PROBLEM: From the line containing "train cab window." down to the line containing "the train roof." in the records below, reproduce every line exactly, ends included, and omit all others.

Point localization data
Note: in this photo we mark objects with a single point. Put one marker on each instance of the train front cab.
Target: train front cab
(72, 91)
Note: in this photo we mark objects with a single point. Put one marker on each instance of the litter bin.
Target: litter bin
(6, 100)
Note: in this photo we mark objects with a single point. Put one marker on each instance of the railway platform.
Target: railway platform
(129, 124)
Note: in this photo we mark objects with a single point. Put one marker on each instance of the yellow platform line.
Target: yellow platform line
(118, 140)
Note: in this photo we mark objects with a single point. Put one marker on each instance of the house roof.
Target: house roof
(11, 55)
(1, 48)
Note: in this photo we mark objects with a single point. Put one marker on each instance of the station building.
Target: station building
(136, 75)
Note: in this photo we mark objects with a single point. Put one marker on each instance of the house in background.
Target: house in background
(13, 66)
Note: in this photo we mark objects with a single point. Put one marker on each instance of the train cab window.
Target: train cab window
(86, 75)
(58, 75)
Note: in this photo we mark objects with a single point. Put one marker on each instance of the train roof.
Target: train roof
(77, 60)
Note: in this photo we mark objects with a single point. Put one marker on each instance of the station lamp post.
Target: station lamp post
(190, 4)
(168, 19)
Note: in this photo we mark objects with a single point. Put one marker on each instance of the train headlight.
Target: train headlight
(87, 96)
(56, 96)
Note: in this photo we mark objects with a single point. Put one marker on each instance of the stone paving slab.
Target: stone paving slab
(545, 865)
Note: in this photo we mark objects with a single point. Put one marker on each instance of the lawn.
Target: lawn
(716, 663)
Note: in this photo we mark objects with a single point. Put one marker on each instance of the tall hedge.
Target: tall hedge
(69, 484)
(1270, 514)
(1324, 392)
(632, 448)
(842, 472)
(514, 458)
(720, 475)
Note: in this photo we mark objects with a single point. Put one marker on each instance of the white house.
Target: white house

RESULT:
Note: in this photo we mark objects with a single point. Put one marker on each instance of the train cab window.
Target: train cab window
(86, 75)
(58, 75)
Note: in this photo we mark objects with a single point. Put one marker on each instance of the train roof.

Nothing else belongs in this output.